Provided entries:
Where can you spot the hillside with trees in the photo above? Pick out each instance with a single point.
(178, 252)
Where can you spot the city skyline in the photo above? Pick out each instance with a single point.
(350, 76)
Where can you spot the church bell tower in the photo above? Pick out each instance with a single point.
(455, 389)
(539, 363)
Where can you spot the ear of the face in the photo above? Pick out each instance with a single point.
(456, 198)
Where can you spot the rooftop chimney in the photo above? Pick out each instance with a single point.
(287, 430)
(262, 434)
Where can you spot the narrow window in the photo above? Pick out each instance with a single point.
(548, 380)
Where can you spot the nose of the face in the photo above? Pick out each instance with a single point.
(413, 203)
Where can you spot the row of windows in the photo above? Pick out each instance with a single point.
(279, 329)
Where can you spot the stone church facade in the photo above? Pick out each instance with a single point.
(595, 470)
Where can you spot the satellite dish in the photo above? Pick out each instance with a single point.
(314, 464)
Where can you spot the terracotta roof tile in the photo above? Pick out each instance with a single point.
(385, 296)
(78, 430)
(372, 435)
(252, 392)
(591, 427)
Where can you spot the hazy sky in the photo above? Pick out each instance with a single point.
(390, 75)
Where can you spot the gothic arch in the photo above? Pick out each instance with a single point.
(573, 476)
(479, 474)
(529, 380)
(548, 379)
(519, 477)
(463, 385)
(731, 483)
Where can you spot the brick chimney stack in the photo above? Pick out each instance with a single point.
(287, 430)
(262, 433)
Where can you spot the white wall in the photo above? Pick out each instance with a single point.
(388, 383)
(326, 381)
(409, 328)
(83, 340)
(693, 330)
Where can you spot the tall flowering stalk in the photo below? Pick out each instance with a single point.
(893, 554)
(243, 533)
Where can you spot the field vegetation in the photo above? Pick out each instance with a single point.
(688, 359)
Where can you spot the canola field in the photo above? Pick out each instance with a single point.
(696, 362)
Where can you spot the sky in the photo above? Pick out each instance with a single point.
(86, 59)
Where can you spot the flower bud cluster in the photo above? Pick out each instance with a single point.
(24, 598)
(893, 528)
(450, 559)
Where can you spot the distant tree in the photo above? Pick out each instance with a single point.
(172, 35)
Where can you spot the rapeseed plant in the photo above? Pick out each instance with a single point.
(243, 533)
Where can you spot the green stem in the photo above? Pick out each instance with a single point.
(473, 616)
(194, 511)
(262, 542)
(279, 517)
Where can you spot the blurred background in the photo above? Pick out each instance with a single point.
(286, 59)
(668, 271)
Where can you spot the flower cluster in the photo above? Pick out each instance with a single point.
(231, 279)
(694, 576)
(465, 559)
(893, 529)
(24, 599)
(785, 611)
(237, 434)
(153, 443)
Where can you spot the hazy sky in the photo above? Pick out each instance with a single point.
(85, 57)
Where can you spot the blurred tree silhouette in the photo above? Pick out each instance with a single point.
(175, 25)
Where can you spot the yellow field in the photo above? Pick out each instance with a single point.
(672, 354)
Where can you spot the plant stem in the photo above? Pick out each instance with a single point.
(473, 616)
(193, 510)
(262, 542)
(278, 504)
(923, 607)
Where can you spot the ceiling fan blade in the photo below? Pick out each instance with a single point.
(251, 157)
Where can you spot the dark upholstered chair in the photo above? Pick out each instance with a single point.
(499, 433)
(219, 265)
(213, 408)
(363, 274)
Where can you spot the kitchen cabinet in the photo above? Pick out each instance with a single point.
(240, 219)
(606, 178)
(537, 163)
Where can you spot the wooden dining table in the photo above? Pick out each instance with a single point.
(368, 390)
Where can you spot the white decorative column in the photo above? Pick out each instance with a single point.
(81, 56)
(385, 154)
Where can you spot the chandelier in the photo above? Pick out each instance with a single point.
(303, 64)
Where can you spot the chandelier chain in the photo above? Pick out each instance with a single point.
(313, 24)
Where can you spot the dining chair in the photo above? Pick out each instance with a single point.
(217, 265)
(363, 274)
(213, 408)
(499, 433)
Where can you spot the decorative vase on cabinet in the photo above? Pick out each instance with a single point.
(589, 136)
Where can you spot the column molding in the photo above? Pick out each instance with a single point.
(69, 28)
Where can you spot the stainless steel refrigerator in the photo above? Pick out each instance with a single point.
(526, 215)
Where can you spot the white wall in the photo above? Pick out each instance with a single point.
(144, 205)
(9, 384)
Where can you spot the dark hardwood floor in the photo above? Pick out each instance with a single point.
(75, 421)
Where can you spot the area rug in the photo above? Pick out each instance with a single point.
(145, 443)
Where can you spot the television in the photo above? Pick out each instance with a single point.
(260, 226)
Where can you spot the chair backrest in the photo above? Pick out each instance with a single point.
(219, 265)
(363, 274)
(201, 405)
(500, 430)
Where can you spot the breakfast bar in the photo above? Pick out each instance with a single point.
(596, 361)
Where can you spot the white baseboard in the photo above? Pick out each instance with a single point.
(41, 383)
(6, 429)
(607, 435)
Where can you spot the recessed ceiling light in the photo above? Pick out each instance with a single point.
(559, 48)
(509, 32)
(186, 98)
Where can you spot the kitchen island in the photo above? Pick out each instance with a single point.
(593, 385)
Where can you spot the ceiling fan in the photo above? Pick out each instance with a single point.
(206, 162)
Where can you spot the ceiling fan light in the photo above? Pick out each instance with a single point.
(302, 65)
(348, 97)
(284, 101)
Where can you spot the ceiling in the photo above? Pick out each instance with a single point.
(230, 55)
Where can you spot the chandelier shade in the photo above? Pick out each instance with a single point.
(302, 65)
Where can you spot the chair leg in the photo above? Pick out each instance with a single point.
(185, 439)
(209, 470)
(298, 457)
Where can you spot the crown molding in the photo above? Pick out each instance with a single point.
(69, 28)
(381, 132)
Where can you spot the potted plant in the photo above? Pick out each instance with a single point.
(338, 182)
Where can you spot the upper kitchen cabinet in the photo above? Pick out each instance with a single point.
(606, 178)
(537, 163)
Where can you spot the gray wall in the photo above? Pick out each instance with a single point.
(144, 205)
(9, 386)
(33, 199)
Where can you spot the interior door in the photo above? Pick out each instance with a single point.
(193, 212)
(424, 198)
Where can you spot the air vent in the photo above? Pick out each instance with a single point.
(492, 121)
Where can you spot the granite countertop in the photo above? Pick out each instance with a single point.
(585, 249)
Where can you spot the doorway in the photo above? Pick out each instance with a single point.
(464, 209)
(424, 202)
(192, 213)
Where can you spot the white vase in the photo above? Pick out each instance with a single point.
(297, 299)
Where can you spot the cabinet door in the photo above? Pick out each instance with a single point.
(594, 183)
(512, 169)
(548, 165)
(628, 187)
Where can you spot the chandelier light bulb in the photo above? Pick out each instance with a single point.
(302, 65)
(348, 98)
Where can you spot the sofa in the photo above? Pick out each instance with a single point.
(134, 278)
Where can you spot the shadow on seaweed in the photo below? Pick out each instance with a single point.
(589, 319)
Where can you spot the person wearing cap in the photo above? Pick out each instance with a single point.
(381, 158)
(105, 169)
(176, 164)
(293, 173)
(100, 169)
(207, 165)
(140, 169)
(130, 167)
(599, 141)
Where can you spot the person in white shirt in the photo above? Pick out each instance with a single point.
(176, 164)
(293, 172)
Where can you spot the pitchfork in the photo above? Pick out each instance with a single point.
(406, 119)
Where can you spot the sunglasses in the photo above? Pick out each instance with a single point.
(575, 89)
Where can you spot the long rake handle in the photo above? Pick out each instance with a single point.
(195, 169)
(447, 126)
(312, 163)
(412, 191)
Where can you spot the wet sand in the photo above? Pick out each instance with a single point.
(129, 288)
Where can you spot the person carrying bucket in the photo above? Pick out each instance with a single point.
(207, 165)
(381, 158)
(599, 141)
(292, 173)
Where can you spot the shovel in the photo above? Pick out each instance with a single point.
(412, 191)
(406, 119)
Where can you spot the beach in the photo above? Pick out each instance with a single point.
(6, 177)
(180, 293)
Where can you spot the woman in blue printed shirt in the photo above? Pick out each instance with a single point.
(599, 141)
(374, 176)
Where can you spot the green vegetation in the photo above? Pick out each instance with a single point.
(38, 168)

What needs to be done:
Copy out the stretch from the line containing "Where can you spot the person carrying" through the end of the records, changing "shovel" to "spade" and leaving everything else as it is.

Response to the exercise:
Where can you spot the person carrying bucket in the photo above? Pick out each instance with a single point.
(207, 165)
(381, 158)
(599, 141)
(292, 173)
Where can you spot the spade in the photo above? Pick out each instance with a single point.
(412, 191)
(406, 119)
Where can you spot the beach in the photo above? Pick out each instance with a single point.
(6, 177)
(180, 293)
Where can you spot the woman in blue printed shirt in the photo above? Pick out each instance with a single point.
(599, 141)
(374, 176)
Where can you spot the green vegetation in the photo above? Pick out each instance with a single point.
(38, 168)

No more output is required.